Written problem
Copy each of the records below word for word, with no changes.

Information shown
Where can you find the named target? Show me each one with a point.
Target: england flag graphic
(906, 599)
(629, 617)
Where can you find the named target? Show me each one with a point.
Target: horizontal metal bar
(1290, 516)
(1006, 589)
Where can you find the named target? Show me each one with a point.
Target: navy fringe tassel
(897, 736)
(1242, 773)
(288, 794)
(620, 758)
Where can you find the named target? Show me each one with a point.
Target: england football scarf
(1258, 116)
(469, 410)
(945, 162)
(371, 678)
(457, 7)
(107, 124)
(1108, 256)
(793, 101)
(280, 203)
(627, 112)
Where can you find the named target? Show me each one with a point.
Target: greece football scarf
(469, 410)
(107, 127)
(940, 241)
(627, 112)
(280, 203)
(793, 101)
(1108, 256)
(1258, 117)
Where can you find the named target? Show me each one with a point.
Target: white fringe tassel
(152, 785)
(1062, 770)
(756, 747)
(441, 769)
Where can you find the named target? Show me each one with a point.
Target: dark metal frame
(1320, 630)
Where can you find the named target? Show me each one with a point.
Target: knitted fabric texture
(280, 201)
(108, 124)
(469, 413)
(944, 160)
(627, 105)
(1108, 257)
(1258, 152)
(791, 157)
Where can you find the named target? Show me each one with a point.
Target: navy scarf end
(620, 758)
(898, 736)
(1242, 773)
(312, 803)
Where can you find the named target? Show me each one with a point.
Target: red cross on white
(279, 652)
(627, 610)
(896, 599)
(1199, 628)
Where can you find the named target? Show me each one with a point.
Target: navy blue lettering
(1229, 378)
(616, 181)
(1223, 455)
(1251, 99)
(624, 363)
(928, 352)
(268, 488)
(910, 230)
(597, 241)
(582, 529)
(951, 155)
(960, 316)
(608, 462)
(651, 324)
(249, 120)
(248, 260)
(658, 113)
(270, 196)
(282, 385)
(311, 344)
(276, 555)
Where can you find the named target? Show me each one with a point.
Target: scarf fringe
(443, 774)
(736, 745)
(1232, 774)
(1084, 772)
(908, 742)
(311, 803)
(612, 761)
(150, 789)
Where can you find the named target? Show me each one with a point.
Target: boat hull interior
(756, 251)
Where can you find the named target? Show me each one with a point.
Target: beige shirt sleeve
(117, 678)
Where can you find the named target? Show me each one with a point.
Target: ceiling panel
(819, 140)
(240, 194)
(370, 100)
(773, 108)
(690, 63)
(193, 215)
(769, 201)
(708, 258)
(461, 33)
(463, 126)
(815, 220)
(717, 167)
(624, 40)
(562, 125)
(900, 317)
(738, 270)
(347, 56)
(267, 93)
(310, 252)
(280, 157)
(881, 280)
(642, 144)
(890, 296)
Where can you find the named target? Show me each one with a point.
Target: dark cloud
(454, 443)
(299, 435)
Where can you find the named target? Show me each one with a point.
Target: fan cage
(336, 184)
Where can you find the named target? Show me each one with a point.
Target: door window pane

Output for this exercise
Where can you find the named target? Show me each one with a point.
Target: england flag graphic
(906, 599)
(629, 617)
Where can you find the named target? Show me each one with a point.
Target: horizontal metal bar
(1290, 516)
(1006, 589)
Where can you find the named target? Show me each one with a point.
Target: navy fringe tassel
(897, 736)
(1242, 773)
(288, 794)
(620, 758)
Where can you find the named target? Show me each one with a point.
Target: england football scarf
(1258, 116)
(469, 410)
(945, 162)
(371, 678)
(457, 7)
(107, 124)
(1108, 256)
(793, 101)
(280, 203)
(627, 112)
Where can you find the named target? Show me each one with a point.
Target: greece football scarf
(469, 410)
(107, 127)
(940, 241)
(627, 112)
(280, 203)
(793, 101)
(1108, 256)
(1258, 117)
Where can you find the named target? Show me each one with a point.
Target: white fringe tassel
(152, 785)
(1062, 770)
(756, 747)
(441, 769)
Where can you find the named target? Show me each one with a point.
Target: dark metal frame
(1320, 630)
Where can you find the named target? Show me each one with a point.
Target: knitted fabric texture
(280, 201)
(108, 124)
(469, 413)
(944, 160)
(627, 105)
(1108, 257)
(1258, 152)
(791, 157)
Where can you find the named target? Show me each one with a point.
Target: navy scarf end
(620, 758)
(898, 736)
(1242, 773)
(312, 803)
Where can you find the named target? Show me each one with a point.
Target: red cross on white
(279, 652)
(627, 610)
(896, 599)
(1199, 628)
Where can you find the named target? Show me each one with a point.
Target: navy blue lettering
(1229, 378)
(616, 181)
(1223, 455)
(1251, 99)
(624, 363)
(928, 352)
(268, 488)
(910, 230)
(597, 241)
(582, 529)
(951, 155)
(960, 316)
(608, 462)
(651, 324)
(249, 120)
(248, 260)
(658, 113)
(270, 196)
(282, 385)
(311, 344)
(276, 555)
Where can you find the named target? Show me each one with a point.
Target: scarf fringe
(443, 774)
(736, 745)
(1232, 774)
(1084, 772)
(908, 742)
(311, 803)
(612, 761)
(150, 789)
Where can you find the named target? Show me each one with a point.
Target: boat hull interior
(756, 251)
Where can you find the named target? Show me each one with a point.
Target: beige shirt sleeve
(117, 678)
Where can you find the named target? Show me each one with a point.
Target: ceiling panel
(819, 140)
(240, 194)
(370, 100)
(773, 108)
(690, 63)
(193, 215)
(769, 201)
(708, 258)
(461, 33)
(463, 126)
(815, 220)
(717, 167)
(624, 40)
(562, 125)
(900, 317)
(738, 270)
(347, 56)
(267, 93)
(310, 252)
(280, 157)
(881, 280)
(642, 144)
(890, 296)
Where can you find the named target? Show me each one with a point.
Target: dark cloud
(454, 443)
(299, 435)
Where can you find the named target? Show me each one with a point.
Target: fan cage
(336, 184)
Where can you find the named target? Show me each one with a point.
Target: door window pane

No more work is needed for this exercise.